▸ **RECORDS SUPPLIED**
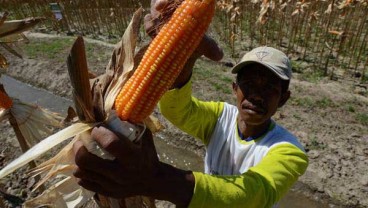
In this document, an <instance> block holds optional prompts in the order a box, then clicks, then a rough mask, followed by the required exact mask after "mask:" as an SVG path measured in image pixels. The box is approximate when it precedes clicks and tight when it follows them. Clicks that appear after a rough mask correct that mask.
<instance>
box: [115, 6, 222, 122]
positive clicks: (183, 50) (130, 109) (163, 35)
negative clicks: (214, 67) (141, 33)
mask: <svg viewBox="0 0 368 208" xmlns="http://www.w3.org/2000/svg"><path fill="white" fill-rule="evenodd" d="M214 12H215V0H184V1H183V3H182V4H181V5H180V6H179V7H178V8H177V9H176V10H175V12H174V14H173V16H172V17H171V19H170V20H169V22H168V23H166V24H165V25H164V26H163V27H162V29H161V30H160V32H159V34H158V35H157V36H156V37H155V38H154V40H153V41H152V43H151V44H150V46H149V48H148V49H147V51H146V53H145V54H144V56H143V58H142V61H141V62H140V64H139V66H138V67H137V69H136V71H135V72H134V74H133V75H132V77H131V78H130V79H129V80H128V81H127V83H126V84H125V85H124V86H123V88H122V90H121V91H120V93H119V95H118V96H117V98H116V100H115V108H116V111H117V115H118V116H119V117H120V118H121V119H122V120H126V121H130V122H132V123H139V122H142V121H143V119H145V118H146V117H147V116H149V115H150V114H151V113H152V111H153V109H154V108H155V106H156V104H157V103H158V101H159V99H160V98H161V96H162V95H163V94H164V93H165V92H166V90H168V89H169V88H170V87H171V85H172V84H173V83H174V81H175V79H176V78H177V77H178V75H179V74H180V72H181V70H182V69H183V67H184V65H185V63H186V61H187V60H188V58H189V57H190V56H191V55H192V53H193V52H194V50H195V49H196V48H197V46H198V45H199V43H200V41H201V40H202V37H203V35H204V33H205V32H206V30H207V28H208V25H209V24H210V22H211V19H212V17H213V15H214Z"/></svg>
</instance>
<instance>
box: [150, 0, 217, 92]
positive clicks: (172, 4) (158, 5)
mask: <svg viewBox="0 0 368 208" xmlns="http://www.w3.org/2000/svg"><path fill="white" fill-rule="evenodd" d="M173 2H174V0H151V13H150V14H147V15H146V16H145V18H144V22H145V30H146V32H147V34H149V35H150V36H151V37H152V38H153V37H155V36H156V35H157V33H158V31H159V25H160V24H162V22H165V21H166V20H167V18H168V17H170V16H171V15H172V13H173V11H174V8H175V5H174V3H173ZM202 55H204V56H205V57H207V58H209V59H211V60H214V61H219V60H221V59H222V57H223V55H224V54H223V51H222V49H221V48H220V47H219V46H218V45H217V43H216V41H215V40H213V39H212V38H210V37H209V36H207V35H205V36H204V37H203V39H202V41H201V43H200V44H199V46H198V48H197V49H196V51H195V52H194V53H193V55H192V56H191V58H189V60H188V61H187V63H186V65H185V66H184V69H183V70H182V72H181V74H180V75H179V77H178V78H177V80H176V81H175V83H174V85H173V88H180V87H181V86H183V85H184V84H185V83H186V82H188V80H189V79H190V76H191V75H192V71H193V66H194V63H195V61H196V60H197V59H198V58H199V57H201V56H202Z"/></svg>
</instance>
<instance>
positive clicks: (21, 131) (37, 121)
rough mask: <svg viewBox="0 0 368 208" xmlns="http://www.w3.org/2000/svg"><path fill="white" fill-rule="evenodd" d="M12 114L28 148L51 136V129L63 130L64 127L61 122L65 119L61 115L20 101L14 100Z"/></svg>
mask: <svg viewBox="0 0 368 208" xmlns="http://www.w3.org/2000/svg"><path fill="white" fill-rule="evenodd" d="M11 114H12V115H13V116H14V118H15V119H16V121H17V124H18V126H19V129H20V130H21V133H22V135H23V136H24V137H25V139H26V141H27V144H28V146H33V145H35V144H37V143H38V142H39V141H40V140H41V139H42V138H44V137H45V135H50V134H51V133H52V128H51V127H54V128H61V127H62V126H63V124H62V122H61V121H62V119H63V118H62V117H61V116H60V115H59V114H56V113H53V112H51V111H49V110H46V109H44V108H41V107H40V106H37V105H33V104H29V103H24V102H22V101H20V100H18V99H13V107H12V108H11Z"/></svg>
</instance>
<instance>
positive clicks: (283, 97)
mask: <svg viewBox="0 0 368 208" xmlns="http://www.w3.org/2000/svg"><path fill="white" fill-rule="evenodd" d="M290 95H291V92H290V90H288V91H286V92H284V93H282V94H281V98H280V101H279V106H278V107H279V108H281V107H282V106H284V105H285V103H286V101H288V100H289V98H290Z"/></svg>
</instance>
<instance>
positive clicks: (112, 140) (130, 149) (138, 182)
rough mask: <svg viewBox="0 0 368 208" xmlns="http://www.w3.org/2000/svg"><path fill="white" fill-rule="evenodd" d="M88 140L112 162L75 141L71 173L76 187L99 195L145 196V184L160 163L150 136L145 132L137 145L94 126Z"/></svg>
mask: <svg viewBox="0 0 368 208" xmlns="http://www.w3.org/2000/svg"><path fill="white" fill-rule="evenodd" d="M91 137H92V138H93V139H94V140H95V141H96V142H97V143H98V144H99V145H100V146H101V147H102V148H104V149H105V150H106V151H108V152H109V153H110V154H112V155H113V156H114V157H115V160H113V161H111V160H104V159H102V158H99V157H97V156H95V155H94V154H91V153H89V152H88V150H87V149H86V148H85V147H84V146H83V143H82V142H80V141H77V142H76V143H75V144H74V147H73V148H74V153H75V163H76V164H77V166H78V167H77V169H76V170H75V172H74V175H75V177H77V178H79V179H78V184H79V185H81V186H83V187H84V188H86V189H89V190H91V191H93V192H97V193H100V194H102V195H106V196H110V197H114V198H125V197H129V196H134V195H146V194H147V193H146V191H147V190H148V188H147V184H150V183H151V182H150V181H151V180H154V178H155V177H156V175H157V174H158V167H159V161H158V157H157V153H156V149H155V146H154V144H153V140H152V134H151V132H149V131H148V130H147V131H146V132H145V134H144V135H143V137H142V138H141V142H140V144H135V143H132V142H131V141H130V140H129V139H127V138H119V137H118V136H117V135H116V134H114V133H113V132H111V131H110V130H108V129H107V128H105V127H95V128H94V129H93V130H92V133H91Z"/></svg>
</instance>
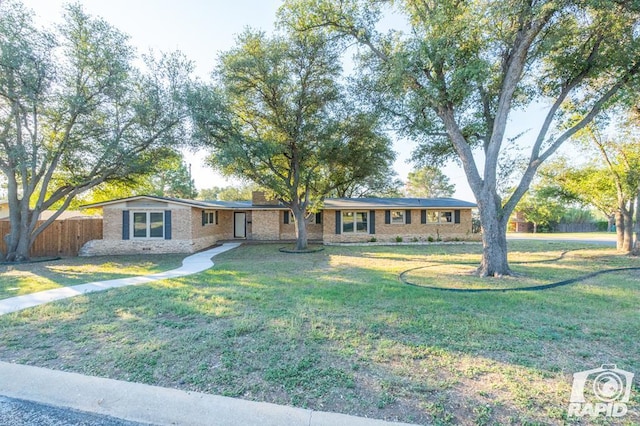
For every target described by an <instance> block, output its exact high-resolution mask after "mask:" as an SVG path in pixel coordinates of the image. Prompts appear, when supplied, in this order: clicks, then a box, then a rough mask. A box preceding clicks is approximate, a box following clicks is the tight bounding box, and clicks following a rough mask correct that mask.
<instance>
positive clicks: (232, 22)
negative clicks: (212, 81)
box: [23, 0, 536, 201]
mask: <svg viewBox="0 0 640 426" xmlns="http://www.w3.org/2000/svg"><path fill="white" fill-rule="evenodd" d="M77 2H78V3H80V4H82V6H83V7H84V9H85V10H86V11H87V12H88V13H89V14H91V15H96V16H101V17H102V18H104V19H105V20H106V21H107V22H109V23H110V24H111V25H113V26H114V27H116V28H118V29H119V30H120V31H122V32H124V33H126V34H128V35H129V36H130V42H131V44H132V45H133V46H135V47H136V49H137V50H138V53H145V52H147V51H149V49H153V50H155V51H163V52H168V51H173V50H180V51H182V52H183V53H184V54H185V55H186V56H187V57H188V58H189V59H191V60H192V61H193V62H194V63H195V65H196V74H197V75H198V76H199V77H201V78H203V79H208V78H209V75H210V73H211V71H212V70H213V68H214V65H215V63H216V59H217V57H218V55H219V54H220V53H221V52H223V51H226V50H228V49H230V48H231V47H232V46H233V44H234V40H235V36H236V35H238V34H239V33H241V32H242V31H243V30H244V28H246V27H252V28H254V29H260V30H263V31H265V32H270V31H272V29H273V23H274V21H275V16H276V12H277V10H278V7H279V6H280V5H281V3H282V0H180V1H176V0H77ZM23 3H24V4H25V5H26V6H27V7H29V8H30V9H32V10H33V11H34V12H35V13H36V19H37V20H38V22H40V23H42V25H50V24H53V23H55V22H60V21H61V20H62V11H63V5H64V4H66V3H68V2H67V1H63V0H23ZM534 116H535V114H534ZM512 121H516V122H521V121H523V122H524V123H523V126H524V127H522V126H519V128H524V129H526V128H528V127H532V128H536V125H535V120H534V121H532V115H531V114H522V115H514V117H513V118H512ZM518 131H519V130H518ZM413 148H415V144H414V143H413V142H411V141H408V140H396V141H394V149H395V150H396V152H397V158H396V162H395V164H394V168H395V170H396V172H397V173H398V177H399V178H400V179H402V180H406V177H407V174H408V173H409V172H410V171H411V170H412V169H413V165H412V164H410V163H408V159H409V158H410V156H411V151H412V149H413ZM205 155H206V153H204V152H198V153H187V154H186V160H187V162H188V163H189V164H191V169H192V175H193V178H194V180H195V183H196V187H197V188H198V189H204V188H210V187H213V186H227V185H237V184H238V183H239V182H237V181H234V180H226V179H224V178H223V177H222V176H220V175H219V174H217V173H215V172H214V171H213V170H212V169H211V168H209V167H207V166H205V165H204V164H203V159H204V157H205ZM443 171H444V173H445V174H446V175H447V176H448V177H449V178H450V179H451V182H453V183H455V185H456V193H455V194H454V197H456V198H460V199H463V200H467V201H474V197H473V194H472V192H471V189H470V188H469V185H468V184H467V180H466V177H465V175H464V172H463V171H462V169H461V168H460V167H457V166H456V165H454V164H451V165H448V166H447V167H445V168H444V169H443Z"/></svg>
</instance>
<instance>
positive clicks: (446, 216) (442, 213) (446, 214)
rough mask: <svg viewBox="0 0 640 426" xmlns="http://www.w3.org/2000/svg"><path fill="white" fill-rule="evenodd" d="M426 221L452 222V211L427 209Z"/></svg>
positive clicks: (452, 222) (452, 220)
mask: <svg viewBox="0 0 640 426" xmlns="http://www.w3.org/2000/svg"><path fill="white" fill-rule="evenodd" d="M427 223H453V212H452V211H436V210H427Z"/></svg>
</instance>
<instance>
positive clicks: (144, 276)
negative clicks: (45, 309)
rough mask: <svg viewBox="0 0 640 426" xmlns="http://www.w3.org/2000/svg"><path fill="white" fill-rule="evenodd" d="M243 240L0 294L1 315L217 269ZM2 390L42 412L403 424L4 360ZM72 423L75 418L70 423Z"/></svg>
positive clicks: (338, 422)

▸ **INSTRUCTION**
Copy out each line of the listing above that contains the string "positive". Matches must have the same case.

▸ **WRITTEN REPLY**
positive clicks: (183, 50) (130, 109) (163, 35)
positive clicks: (172, 4) (158, 5)
positive clicks: (21, 131) (37, 121)
positive clicks: (283, 97)
positive clicks: (112, 140) (130, 149) (138, 182)
positive clicks: (232, 22)
positive clicks: (446, 216) (442, 213) (446, 214)
positive clicks: (452, 222) (452, 220)
positive clicks: (144, 276)
positive clicks: (338, 422)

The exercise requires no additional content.